----- Text section -----

- Developers: Infogrames Kemco (NES)
- Publishers: Infogrames Kemco (NES)
- Programmers: NES Tomoharu Aihara Fumio Tono Koichi Shindo Minori Shinagawa Hiroyuki Masuno Shinobu Michiura
- Artists: NES Y. Shintaku Kiminari Sueda
- Writer: Didier Chanfray; Philippe Agripnidis; Stéphane Baudet ;
- Composers: Amiga Charles Callet Commodore 64 Jeroen Tel NES Hiroyuki Masuno, Y. Kawakami
- Platforms: Amiga, Atari ST, Commodore 64, MS-DOS, MSX, NES, ZX Spectrum, Amstrad CPC
- Release: September 1989: Amiga, Atari ST 1990: NES 1991: Other ports
- Genres: Strategy, action
- Modes: Single-player, multiplayer

= North & South (video game) =

1989 video game

North & South is a strategy action game released in 1989 for the Amiga, and Atari ST and ported to the Nintendo Entertainment System, Amstrad CPC, MSX, MS-DOS, Commodore 64 and ZX Spectrum. It was developed and published by Infogrames.

North & South is an offshoot of the Belgian comic series Les Tuniques Bleues (by Raoul Cauvin and Louis Salverius/Willy Lambillotte, from Dupuis) which is based on the American Civil War. The player acts out the Civil War, choosing to play as either the North or the South. The player may choose to start the game year from 1861 (the year the Civil War erupted) to 1864. Each year has a different array of armies and states that each side starts with.

North & South contains humorous elements, such as parodies of national anthems, which are accessible when the player selects one of the different languages supported by the game (English, French, Spanish, German or Italian).

== Gameplay ==
Taking a simplified board interface, the game features a strategic map of the United States separated into states and territories, where army units are moved around. In each state which has a railway station, there is a fort, the capture of which leads to the player overtaking the whole state. Otherwise, capturing a state involves simple movement, unless there is an enemy army present on the state's title. Armies can be reinforced in two ways: by turning on an option in the main menu, the player controlling the state of North Carolina will get periodic reinforcements by ship; additionally, railways generate money, which in turn generates soldiers. Moving their army units, the player may expand westwards into unoccupied territory. If two antagonistic armies clashes, it will result in a battle.

----- Supplied material -----

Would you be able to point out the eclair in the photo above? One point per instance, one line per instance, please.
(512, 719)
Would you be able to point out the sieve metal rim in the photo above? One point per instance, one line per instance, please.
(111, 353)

-----

Exercise requirements:
A. According to the North & South article, which years may the player choose as the starting year of the game?
B. Print the North & South article from "North & South contains" up to and including "German or Italian).".
The data comes from a source separate from the North & South article.

Solutions to the tasks:
A. Any year from 1861 to 1864.

B.
North & South contains humorous elements, such as parodies of national anthems, which are accessible when the player selects one of the different languages supported by the game (English, French, Spanish, German or Italian).